### Provided passage
--

Intermittent Failure on Serial Port

Discussion in 'Python' started by H J van Rooyen, Jun 10, 2006.

  1. Hi All,

    I am writing a polling controller for an RS-485 line that has
    several addressable devices connected.
    It is a small access control system.
    All is well- the code runs for anything from three hours to three days, then
    sometimes when I get a comms error and have to send out a nak character, it
    fails hard...

    The traceback below pops up. - the first lines are just some debug prints.
    and the four records show reader number, id number, name...

    _______________start of Konsole Messages __________________

    /dev/ttyS0 set to 9600 sane cread raw -echo
    .../logs/composite/rawlog
    Pipe exists already
    we get here - thread identity is: 1079298992
    New Thread identity printed by new thread is: 1079298992
    we get here too
    5 0123456789012345 Sefie Sewenstein is in
    2 DE0000085ABF8A01 Error record - catch her, catch him
    2 8A00000870BEDE01 Bertus Bierdrinker is in
    5 0123456789012345 Sefie Sewenstein is out
    Traceback (most recent call last):
    File "portofile.py", line 232, in ?
    ret_val = main_routine(port, pollstruct, pfifo)
    File "portofile.py", line 108, in main_routine
    send_nak(port, timeout) # so bad luck - comms error
    File "/home/hvr/Polling/lib/readerpoll.py", line 125, in send_nak
    port.flush()
    IOError: [Errno 29] Illegal seek
    close failed: [Errno 29] Illegal seek

    _______________end of Konsole Messages ___________________


    The additional thread referred to is used to maintain a file of
    people on the premises,- it is not relevant to this,
    as it just writes out a global dictionary when
    something has changed, and it works quite merrily...

    Some of what I think are the relevant code snippets:

    This one works all the time, as I send out an ack on the
    succesful receipt of a message from one of the readers, and
    I have not seen it fail yet:

    def send_ack(port, timeout):
    """Routine to send out an ack on port"""

    ack_string = ack # Ascii ack = '\x06'
    s = ''

    port.write(ack_string)
    port.flush()
    flush_out(port,timeout) # eat the echoed ack

    This one is called after a comms error, and sometimes falls over in the above
    manner...

    def send_nak(port, timeout):
    """Routine to send out a nak on port"""

    nak_string = nak # Ascii nak = '\x15'
    s = ''

    port.write(nak_string)
    port.flush()
    flush_out(port, timeout) # eat the echoed nak


    # here we read to end, to flush a port buffer

    def flush_out(file, time_out):
    """Reads the port till no more chars come in for a while"""

    start_time = time.time()
    s = ''
    while (time.time() - start_time < time_out):
    s, ret_val = read_char(file, s)
    if ret_val == 0: # if there is input...
    start_time = time.time()


    # We make a function to read a char of file data

    def read_char(file, s):
    """Reads file data returns string, ret_val is 0 on success, 1 for KbdInt, 2
    no input."""

--

### Extracted information
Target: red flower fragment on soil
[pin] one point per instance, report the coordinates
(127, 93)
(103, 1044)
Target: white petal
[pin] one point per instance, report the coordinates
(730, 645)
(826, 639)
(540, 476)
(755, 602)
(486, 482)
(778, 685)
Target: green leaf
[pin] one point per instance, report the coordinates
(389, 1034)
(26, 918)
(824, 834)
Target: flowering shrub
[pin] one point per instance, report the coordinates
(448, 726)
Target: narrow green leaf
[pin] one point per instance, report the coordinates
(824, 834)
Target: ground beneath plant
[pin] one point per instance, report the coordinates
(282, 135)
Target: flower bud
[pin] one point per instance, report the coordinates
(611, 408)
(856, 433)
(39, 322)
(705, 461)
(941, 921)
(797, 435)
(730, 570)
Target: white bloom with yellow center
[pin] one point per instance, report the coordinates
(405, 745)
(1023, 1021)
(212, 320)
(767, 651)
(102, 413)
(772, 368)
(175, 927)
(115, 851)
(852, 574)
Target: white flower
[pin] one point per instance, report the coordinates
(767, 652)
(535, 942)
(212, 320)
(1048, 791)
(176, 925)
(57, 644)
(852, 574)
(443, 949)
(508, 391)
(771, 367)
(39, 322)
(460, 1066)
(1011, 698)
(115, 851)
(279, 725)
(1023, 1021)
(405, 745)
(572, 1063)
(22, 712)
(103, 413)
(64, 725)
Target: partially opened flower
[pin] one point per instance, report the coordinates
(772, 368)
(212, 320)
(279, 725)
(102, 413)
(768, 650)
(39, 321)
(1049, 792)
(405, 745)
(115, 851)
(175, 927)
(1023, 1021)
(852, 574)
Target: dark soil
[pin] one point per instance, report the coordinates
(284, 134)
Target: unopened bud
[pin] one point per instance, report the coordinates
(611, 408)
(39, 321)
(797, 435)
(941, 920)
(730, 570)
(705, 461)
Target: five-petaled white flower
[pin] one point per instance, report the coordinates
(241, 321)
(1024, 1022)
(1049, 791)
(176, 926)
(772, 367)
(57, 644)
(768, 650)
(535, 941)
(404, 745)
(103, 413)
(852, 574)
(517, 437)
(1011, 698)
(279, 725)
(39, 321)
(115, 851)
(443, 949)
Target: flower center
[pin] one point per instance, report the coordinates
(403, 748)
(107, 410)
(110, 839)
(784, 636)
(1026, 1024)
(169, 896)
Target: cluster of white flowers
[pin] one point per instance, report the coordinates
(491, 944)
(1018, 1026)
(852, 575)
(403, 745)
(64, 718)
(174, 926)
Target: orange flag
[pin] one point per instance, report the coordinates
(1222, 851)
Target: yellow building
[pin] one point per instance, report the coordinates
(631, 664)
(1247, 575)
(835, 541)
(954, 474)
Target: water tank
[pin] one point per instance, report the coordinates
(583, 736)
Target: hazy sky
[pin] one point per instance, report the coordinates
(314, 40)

--

### Directives
(A) Can you repeat everything in the serial port failure thread from "Intermittent Failure on" down to "fails hard..."?
(B) Could you write the next part of the serial port failure thread, picking up after its last line?

### Responses to the tasks
(A)
Intermittent Failure on Serial Port

Discussion in 'Python' started by H J van Rooyen, Jun 10, 2006.

  1. Hi All,

    I am writing a polling controller for an RS-485 line that has
    several addressable devices connected.
    It is a small access control system.
    All is well- the code runs for anything from three hours to three days, then
    sometimes when I get a comms error and have to send out a nak character, it
    fails hard...

(B)
    ret_val = 0 # No error yet
    k = '' # Nothing read yet
    try:
    k = file.read(1) # read one char in as a string
    except KeyboardInterrupt:
    print "\n^C - Returning to Shell - Error is:", KeyboardInterrupt
    ret_val = 1 # ^C while waiting for input
    return k, ret_val # go out on error
    except IOError:
    ret_val = 2 # IOError on input - no record available
    return s, ret_val # so no extra chars
    if k == '': # empty string is nfg
    ret_val = 2
    return s, ret_val # so no extra chars
    s = s + k # something to add in to passed buffer
    return s, ret_val # ok exit no error


    Note that the file is unblocked with some magic from fcntl module...
    The file is the serial port /dev/ttyS0
    There is hardware connected to the port that has the effect of a loopback - you
    hear what you say..

    Out of the box distribution - SuSe 10:

    Python 2.4.1 (#1, Sep 13 2005, 00:39:20)
    [GCC 4.0.2 20050901 (prerelease) (SUSE Linux)] on linux2
    Type "help", "copyright", "credits" or "license" for more information.
    >>>


    Where can I find out what the Errno 29 really means?
    Is this Python, the OS or maybe hardware?

    Any Ideas or suggestions will be appreciated

    (I am doing this via email - so I am not on line all the time- so my responses
    may be slow...)

    - Hendrik van Rooyen
     
    H J van Rooyen, Jun 10, 2006
    #1
    1. Advertising

  2. H J van Rooyen

    Serge Orlov Guest

    H J van Rooyen wrote:
    > Traceback (most recent call last):
    > File "portofile.py", line 232, in ?
    > ret_val = main_routine(port, pollstruct, pfifo)
    > File "portofile.py", line 108, in main_routine
    > send_nak(port, timeout) # so bad luck - comms error
    > File "/home/hvr/Polling/lib/readerpoll.py", line 125, in send_nak
    > port.flush()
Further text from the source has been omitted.